• Description of the task
Return the portion of the album page starting at "Ray Charles chronology" and ending at "Tangerine Records label.", copied word for word.

• Source document
Studio album by Ray Charles
- Released: February 1969
- Genre: R&B
- Length: 40:05
- Label: ABC/Tangerine
- Producer: Joe Adams

Ray Charles chronology
| A Portrait of Ray (1968) | I’m All Yours Baby! (1969) | Doing His Thing (1969) |

= I'm All Yours Baby =

I'm All Yours Baby! is a studio album by Ray Charles released in 1969 on Charles' Tangerine Records label.

Professional ratings
Review scores
| Source | Rating |
| Allmusic | link |

== Chart performance ==

The album debuted on Billboard magazine's Top LP's chart in the issue dated April 5, 1969, peaking at No. 167 during an eleven-week run on the chart.

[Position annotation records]

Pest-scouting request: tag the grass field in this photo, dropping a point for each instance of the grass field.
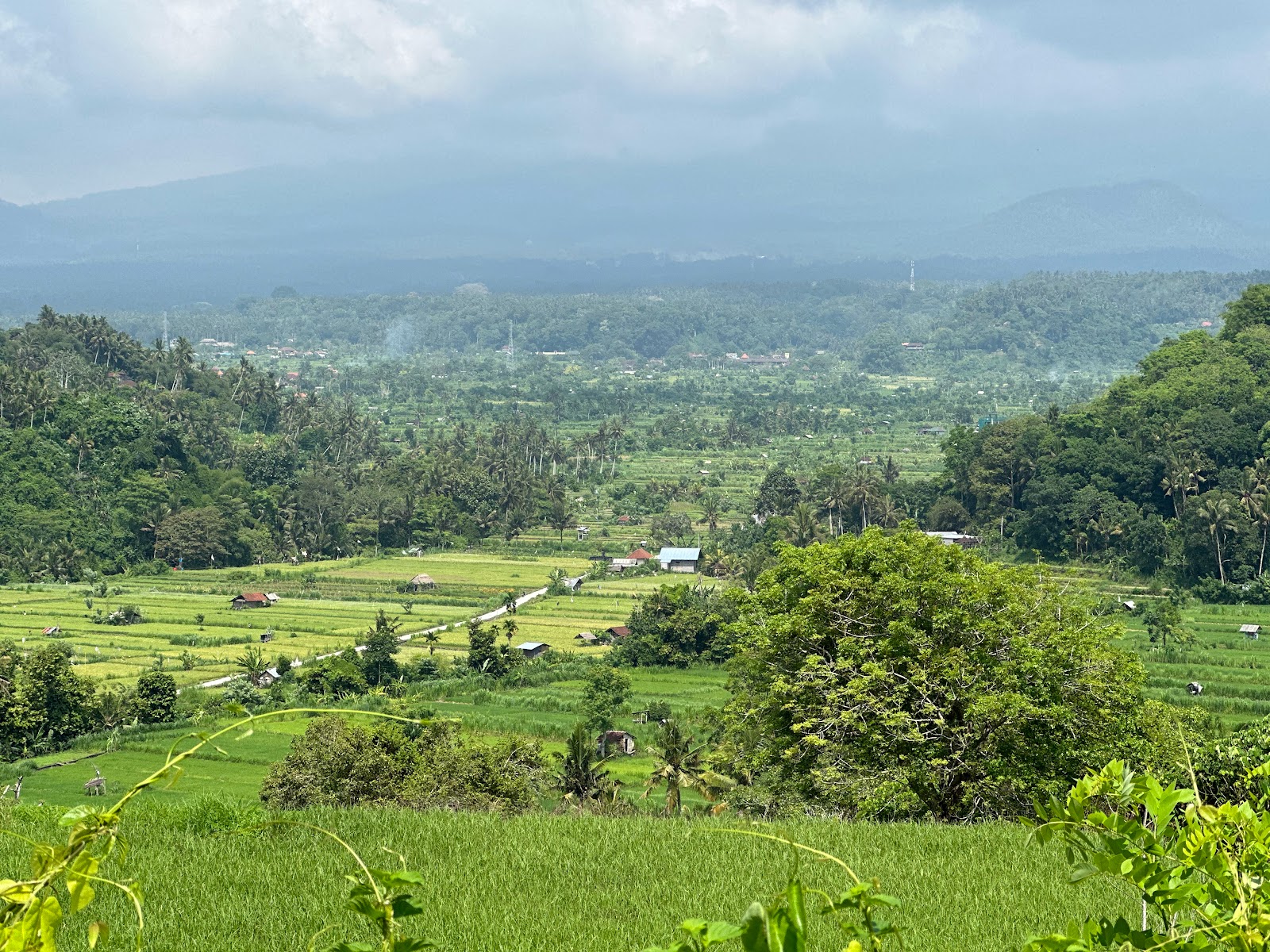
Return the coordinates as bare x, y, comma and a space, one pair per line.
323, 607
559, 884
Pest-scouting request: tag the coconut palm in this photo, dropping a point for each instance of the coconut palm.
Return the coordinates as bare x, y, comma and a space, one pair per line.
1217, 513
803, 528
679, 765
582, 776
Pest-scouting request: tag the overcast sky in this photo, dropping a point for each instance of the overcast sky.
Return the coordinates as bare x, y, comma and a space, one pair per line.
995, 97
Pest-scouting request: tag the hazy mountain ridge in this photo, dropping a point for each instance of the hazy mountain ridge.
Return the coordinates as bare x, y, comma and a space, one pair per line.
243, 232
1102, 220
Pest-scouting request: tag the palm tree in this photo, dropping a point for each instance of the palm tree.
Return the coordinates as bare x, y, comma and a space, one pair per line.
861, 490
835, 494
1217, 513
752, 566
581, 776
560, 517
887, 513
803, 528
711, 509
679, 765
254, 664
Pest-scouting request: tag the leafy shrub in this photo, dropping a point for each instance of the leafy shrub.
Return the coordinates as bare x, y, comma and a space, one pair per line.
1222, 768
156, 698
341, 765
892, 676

• In response
Ray Charles chronology
| A Portrait of Ray (1968) | I’m All Yours Baby! (1969) | Doing His Thing (1969) |

= I'm All Yours Baby =

I'm All Yours Baby! is a studio album by Ray Charles released in 1969 on Charles' Tangerine Records label.